***** Textausschnitt

Weniger klar als die kurzfristigen Wirkungen ist, inwieweit dies mittel- und insbesondere langfristig wieder ausgeglichen werden kann. Zum einen ist dabei die Frage relevant, ob nach der Überwindung der Corona-Krise eine weitgehende Rückkehr zum Status quo ante stattfindet. Ist dies der Fall, dann dürften auch die entsprechenden Jobs und damit das Einkommen wieder entstehen. Dadurch sollten auch die Effekte auf die Einkommensverteilung schwinden. Allerdings ist nicht auszuschließen - und dies ist der zweite zu beachtende Punkt - dass es im Zuge der Corona-Krise auch zu dauerhaften Struktur- und Verhaltensänderungen kommt – beispielsweise im Tourismus und im Reiseverhalten. Hier vermischt sich das Bild allerdings mit anderen, schon länger anhalten Tendenzen wie die der Digitalisierung, der Individualisierung oder den Folgen des Klimawandels. Diese können sich ebenfalls – aus ähnlichen Gründen wie die Corona-Krise – nachteilig auf die Einkommensverteilung auswirken. Dabei mag die Corona-Krise, die eine oder andere Entwicklung beschleunigt haben, aber ist kaum als deren Auslöser anzusehen.

Als dritter zu beachtendem Punkt verbleiben schliesslich die Staatsschulden, die während der Corona-Krise angehäuft wurden. In der einen oder anderen Form müssen diese irgendwann abgetragen werden, sei dies in Form einer expliziten Rückzahlung oder indem sich der Spielraum für andere Staatsausgaben verringert. Da das Steuersystem insgesamt progressiv ausgestaltet ist, gehen von einem Schuldenabbau wohl eher die Einkommensungleichheit verringernde Wirkungen aus.

Während die Einkommensungleichheit also kurzfristig zunimmt, ist mittel- bis langfristig eher keine derartige Wirkung durch die Corona-Pandemie zu erwarten. Dass es kurzfristig nicht noch zu viel stärkeren Verschiebungen kommt, ist vor allem den sozialen Sicherungssystem und den zusätzlichen Massnahmen des Staats zu verdanken. Langfristig sollte auch gerade dies dazu beitragen, dass die Einkommensungleichheit durch die Corona-Krise nicht dauerhaft zunimmt.

Corona-Krise betrifft nicht nur die Einkommensverteilung

Die obgenannten Überlegungen haben sich auf die Wirkung der Einkommensungleichheit beschränkt. Die Ausführungen sollen aber nicht abgeschlossen werden, ohne auf einige weitere relevante Verteilungsaspekte der Corona-Krise hinzuweisen, die letztendlich relevanter bzw. stärker betroffen sind als die Einkommensverteilung. So wurde bereits vielfach aufgezeigt, dass die Corona-Pandemie überproportional zulasten der Frauen geht. Eine grosse Rolle spielt hier der zusätzliche Betreuungsaufwand der Kinder, aber auch, dass Frauen besonders häufig in den stark betroffenen Branchen tätig sind. Diese Entwicklung droht die in den letzten Jahren erreichten Fortschritte bei der Gleichstellung der Geschlechter zu egalisieren.

**********
***** Bereitgestellte Daten

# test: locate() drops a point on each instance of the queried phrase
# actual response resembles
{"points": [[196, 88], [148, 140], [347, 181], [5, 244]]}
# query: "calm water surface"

**********

◆ Verständnis prüfen ◆
• 1. Gib den Textausschnitt beginnend mit „Die obgenannten Überlegungen“ und endend mit „Geschlechter zu egalisieren.“ wieder und tausche dabei „Frauen“ gegen „Mütter“ aus.
• 2. Stimmen diese Aussagen mit dem Textausschnitt überein? Antworte jeweils mit Ja oder Nein und zitiere die entscheidenden Worte.
(a) Das Steuersystem ist insgesamt progressiv ausgestaltet.
(b) Der Text sieht die Corona-Krise als Auslöser von Entwicklungen wie der Digitalisierung.
(c) Mittel- bis langfristig ist durch die Corona-Pandemie eine höhere Einkommensungleichheit zu erwarten.
• 3. Fasse den Absatz des Textausschnitts, der mit „Als dritter zu beachtendem Punkt“ beginnt, als kurze Liste zusammen und behalte die wichtigsten Fakten bei.
Die Daten spielen dabei keine Rolle.

◆ Antworten ◆
• 1.
Die obgenannten Überlegungen haben sich auf die Wirkung der Einkommensungleichheit beschränkt. Die Ausführungen sollen aber nicht abgeschlossen werden, ohne auf einige weitere relevante Verteilungsaspekte der Corona-Krise hinzuweisen, die letztendlich relevanter bzw. stärker betroffen sind als die Einkommensverteilung. So wurde bereits vielfach aufgezeigt, dass die Corona-Pandemie überproportional zulasten der Mütter geht. Eine grosse Rolle spielt hier der zusätzliche Betreuungsaufwand der Kinder, aber auch, dass Mütter besonders häufig in den stark betroffenen Branchen tätig sind. Diese Entwicklung droht die in den letzten Jahren erreichten Fortschritte bei der Gleichstellung der Geschlechter zu egalisieren.

• 2.
(a) Ja: „Da das Steuersystem insgesamt progressiv ausgestaltet ist“
(b) Nein: „aber ist kaum als deren Auslöser anzusehen“
(c) Nein: „ist mittel- bis langfristig eher keine derartige Wirkung durch die Corona-Pandemie zu erwarten“

• 3.
- Während der Corona-Krise wurden Staatsschulden angehäuft.
- Sie müssen irgendwann abgetragen werden, entweder durch ausdrückliche Rückzahlung oder durch weniger Spielraum für andere Staatsausgaben.
- Weil das Steuersystem insgesamt progressiv ist, dürfte der Schuldenabbau die Einkommensungleichheit eher verringern.